_Kutipan Teks_
------------------------------------------------------------------------
GAJAH MATI meninggalkan gading, macan mati meninggalkan belang, manusia mati meninggalkan nama. Itu pribahasa klise. Begitu sering diucapkan orang. Namun orang percaya peribahasa itu ampuh untuk mengingatkan manusia agar meninggalkan kesan yang baik setelah kematian menimpa.
Itu berlaku untuk semua manusia. Yang dikenang setelah manuisa tiada, hanya nama. Nama itulah yang menjadi sampul dari perilaku manuisa, semasa hidup, baik dan buruknya.
Begitu pula profesi yang digeluti manusia selama hidup. Setelah nama diingat, maka akan muncul ingatan tentang profesi manusia itu. Namun tak jarang, ketika manusia masih aktif dalam profesi itu, ia tidak memiliki nama besar. Namun ketika sudah mati, baru namanya dikenang dan nama itu menjadi besar.
Seniman, salah satunya. Menjadi seniman memang cukup sulit untuk membesarkan nama. Banyak seniman lukis yang namanya melambung tinggi ketika sudah mati dan meninggalkan karya-karyanya. Di saat itulah karya-karyanya diburu dan ditawar dengan harga yang tinggi oleh kolektor dan penikmat seni.
Apalagi ketika mengetahui proses pembuatan sebuah karya itu selama hidup sang seniman, dan pesan yang ingin disampaikannya dalam karya itu.
Disaat sang seniman telah tiada, kenapa kemudian muncul banyak orang yang ingin menggali hasil karya yang ditinggalkan? Kenapa tidak semasih hidupnya ditanya-tanya konsepnya, dilihat prosesnya, kemudian tawar karyanya dengan harga yang tinggi?
------------------------------------------------------------------------
Entri anotasi wilayah

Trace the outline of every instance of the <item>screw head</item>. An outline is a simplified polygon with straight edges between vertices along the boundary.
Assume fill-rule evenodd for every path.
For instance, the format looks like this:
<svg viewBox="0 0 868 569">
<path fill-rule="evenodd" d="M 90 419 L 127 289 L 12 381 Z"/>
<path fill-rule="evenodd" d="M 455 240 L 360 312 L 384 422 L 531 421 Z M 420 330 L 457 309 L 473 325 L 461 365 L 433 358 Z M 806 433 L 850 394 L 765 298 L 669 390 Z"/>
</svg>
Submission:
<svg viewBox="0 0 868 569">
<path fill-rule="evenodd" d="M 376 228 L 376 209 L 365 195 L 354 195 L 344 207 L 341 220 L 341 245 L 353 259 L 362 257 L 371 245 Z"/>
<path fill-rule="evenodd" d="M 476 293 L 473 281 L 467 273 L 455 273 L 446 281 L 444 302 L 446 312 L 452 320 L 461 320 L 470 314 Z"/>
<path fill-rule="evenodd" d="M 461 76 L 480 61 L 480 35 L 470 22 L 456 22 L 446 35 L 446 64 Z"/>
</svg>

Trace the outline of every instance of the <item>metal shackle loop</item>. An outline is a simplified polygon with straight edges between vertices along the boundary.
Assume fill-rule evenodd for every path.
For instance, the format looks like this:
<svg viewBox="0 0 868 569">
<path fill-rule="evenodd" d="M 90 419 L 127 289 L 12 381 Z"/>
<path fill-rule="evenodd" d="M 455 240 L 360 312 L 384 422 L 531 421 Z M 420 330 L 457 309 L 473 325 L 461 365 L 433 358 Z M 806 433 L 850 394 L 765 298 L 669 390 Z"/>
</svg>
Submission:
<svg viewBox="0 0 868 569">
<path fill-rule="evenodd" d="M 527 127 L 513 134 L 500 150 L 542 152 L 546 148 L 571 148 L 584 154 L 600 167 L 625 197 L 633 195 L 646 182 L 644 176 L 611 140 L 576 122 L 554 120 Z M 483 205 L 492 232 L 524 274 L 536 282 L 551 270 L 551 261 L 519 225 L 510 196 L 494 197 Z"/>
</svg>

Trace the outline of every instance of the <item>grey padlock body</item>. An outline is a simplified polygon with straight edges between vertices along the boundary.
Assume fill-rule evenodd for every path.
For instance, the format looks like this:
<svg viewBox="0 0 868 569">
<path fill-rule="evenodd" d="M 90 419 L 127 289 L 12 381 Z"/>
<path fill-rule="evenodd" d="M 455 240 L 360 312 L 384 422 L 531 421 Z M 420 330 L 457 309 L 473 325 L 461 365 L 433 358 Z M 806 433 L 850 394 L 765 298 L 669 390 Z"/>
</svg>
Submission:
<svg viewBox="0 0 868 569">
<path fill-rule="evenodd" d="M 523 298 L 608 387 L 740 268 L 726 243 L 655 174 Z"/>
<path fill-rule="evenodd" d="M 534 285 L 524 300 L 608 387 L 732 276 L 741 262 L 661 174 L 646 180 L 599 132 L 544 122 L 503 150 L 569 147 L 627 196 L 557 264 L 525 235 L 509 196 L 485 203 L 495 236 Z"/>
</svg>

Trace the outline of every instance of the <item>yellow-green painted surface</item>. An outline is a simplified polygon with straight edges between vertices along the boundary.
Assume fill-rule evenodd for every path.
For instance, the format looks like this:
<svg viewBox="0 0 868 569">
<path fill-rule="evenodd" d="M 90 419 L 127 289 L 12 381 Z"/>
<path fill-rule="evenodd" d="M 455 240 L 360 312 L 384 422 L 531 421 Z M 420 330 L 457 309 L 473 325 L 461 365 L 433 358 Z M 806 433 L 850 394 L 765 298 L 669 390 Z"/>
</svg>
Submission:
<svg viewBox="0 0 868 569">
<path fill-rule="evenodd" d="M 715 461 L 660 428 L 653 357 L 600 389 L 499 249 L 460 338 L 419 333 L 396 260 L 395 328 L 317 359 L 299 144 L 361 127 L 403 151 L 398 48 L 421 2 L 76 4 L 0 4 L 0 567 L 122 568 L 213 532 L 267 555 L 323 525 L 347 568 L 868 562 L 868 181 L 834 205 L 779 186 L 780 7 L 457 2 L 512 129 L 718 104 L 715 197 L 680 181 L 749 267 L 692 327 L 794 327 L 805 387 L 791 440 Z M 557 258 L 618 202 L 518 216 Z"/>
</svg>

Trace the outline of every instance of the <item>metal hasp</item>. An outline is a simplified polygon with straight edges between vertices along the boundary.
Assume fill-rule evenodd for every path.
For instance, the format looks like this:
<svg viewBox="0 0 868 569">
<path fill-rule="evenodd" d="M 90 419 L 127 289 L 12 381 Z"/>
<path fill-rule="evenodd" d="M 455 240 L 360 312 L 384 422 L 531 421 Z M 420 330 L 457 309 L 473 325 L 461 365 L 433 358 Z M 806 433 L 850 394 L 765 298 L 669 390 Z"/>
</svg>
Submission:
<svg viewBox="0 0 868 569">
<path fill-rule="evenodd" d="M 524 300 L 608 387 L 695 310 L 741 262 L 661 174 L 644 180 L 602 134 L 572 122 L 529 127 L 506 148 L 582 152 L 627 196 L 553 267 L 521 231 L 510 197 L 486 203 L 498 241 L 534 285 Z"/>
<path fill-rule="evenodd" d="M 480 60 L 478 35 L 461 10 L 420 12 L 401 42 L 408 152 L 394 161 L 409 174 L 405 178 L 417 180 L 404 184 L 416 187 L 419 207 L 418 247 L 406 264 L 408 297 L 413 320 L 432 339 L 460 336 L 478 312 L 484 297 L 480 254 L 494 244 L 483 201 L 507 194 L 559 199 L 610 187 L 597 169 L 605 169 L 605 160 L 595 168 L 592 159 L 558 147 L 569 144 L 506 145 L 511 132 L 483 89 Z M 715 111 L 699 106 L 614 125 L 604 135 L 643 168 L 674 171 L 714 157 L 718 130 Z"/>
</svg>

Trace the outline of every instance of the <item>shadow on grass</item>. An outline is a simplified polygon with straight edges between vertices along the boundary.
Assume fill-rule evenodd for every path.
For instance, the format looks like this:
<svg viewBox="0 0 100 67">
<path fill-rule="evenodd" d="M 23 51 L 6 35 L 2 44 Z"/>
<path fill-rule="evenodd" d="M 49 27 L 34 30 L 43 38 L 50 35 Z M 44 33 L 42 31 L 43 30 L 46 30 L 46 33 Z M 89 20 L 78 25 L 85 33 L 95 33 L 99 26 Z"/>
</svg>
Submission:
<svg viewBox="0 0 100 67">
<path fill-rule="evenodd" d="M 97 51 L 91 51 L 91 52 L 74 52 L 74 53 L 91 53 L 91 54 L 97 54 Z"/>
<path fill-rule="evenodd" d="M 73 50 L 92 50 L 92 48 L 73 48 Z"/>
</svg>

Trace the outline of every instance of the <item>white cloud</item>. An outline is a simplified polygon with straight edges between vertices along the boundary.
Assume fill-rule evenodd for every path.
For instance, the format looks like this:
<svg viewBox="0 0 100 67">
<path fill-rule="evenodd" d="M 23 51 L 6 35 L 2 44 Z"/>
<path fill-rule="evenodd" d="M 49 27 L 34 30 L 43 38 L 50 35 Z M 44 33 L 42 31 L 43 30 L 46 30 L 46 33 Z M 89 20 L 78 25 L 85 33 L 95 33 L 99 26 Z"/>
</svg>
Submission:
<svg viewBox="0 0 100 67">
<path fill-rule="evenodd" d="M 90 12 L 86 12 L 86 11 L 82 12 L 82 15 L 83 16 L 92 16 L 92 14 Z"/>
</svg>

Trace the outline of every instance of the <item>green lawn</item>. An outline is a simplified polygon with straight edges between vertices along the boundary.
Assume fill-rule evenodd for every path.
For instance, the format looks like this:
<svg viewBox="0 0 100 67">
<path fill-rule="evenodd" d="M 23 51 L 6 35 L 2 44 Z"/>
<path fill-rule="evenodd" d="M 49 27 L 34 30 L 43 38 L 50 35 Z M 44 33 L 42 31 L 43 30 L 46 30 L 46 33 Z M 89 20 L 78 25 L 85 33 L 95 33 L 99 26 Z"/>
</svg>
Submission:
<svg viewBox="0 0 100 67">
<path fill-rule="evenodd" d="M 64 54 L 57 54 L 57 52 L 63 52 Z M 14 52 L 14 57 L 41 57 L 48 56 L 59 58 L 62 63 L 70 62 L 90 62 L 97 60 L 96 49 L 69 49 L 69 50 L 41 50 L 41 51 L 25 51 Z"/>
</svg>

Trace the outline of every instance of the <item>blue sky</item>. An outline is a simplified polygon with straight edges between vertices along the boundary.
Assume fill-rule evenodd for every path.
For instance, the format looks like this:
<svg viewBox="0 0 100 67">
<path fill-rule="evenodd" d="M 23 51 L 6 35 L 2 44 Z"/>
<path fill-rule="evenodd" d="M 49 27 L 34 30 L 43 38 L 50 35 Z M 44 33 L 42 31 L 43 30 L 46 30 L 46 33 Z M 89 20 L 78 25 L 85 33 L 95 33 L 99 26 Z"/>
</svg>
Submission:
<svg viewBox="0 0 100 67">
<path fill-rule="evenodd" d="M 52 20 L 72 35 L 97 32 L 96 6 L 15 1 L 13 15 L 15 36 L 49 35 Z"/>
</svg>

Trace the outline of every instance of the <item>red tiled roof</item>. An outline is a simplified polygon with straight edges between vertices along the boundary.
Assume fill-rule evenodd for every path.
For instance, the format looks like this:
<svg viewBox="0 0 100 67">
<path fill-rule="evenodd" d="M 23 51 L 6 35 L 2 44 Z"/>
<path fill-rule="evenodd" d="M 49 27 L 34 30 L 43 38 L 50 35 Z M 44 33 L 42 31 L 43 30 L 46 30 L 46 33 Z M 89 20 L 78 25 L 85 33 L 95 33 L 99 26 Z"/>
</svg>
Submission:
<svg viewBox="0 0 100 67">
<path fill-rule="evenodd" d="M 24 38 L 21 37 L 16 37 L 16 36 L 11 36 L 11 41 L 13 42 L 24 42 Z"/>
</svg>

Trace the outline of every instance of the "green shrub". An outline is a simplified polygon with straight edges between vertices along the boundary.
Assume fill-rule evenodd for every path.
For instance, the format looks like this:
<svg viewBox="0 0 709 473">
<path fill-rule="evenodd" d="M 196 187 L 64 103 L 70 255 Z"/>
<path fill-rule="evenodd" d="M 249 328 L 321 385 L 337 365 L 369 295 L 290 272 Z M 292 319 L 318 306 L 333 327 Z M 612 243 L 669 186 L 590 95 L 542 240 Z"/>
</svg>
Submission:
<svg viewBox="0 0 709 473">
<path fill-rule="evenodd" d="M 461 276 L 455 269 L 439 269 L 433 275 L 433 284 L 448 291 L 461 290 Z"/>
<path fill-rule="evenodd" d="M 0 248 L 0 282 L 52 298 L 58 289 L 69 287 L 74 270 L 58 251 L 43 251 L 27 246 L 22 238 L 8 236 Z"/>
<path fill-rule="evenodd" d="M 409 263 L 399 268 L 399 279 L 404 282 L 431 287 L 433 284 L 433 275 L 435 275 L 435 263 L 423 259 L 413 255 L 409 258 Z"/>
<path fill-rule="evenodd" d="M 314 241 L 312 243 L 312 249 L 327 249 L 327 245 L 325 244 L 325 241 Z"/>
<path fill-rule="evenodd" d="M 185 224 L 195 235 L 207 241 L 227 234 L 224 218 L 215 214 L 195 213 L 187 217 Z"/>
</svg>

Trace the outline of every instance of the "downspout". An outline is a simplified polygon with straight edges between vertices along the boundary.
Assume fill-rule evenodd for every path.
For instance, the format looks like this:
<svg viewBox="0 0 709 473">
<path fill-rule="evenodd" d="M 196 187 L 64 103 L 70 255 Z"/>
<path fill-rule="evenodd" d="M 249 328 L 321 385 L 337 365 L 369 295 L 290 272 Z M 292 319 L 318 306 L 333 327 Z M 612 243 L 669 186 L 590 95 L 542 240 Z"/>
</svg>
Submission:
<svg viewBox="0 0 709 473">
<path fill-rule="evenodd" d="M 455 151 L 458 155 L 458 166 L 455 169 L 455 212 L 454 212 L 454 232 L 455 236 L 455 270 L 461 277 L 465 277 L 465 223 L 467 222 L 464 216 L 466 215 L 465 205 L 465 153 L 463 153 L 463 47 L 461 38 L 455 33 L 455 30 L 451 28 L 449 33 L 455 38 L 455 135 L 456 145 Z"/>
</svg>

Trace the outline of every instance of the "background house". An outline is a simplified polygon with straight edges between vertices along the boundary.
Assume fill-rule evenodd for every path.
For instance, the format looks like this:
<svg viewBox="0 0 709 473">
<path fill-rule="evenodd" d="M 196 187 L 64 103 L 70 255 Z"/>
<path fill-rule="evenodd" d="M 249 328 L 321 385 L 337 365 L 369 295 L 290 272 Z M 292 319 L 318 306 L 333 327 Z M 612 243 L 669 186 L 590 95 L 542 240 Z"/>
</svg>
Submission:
------------------------------------------------------------------------
_Soal untuk Dikerjakan_
a) Kembalikan baris-baris entri tanpa perubahan apa pun, mulai dari baris yang memuat "Trace the outline of every instance of the <item>grey" hingga baris yang memuat "523 298 L 608", dengan kedua baris itu ikut disertakan.
b) Sambunglah tulisan tentang seniman yang namanya baru dikenang setelah meninggal, mulai dari bagian terakhir tulisan itu.
Teks dan entri di atas diambil dari sumber yang berlainan.

_Jawaban Setiap Soal_
a)
Trace the outline of every instance of the <item>grey padlock body</item>. An outline is a simplified polygon with straight edges between vertices along the boundary.
Assume fill-rule evenodd for every path.
For instance, the format looks like this:
<svg viewBox="0 0 868 569">
<path fill-rule="evenodd" d="M 90 419 L 127 289 L 12 381 Z"/>
<path fill-rule="evenodd" d="M 455 240 L 360 312 L 384 422 L 531 421 Z M 420 330 L 457 309 L 473 325 L 461 365 L 433 358 Z M 806 433 L 850 394 L 765 298 L 669 390 Z"/>
</svg>
Submission:
<svg viewBox="0 0 868 569">
<path fill-rule="evenodd" d="M 523 298 L 608 387 L 740 268 L 726 243 L 655 174 Z"/>

b)
Jika mendapat perhatian semasa hidupnya, mungkin sang seniman dapat merasakan hasil dari ide yang dituangkan dalam karya itu.Namun, perhatian terhadap karya kadang memang tak terduga.
Banyak seniman besar dengan sejarah kelam di masa lalu membuat nama dan karyanya melambung ketika sang seniman sudah meninggal dunia. Nama Van Gogh, pelukis terkenal asal Belanda yang membuat 900 lukisan dalam 10 tahun juga memiliki cerita hidup yang kelam. Dari semua karyanya ini hanya terjual 1 lukisan saja selama hidupnya.
Van Gogh mengalami depresi dan memotong telinganya serta mengabadikannya dalam sebuah karya lukisan kemudian mati bunuh diri dengan menembak dirinya sendiri. Namun kini, namanya melambung dan karyanya diburu kolektor dan bahkan didirikan sebuah museum untuk menyimpan karya-karyanya dan mengenang kisah hidupnya.
Hasil karya satu lukisan mencapai harga triliunan rupiah. Dan bahkan pistol yang digunakan untuk bunuh diri pun memiliki harga yang tinggi dan kini dimuseumkan.
Ada banyak seniman lukis yang terkenal ketika sudah meninggal dan karyanya melambung tinggi karena perjalanan hidupnya yang kelam. Seperti Johannes Varmeer dari belanda, Henry David Thoreau dan masih banyak lagi.
Dapat dibayangkan, bagaimana jerih payah mereka berkarya, menghasilkan karya-karya dari ide yang muncul, namun semua itu dihargai setelah mereka tiada. Aplagi kemudian banyak cerita menarik muncul dan digali untuk menaikkan nama seniman dan harga karya di pasaran. Istilahnya “digoreng” untuk suatu kepentingan, kalau tidak ada yang bisa “digoreng”, tetap tidak dilirik oleh kolektor dan penikmat seni.
Miris memang jalan hidup seorang seniman, profesi yang cukup sulit mendapatkan nama di tengah persaingan yang semakin ketat. Bahkan muncul teknologi seakan menambah saingan untuk seniman.
Dulu, seniman kecil bisa menjual karya sket wajah yang dibuat dengan pensil, kini muncul aplikasi yang mengubah foto menjadi gambar sket wajah dengan cepat. Seakan seniman sudah tidak ada tempat lagi untuk mengais rejeki.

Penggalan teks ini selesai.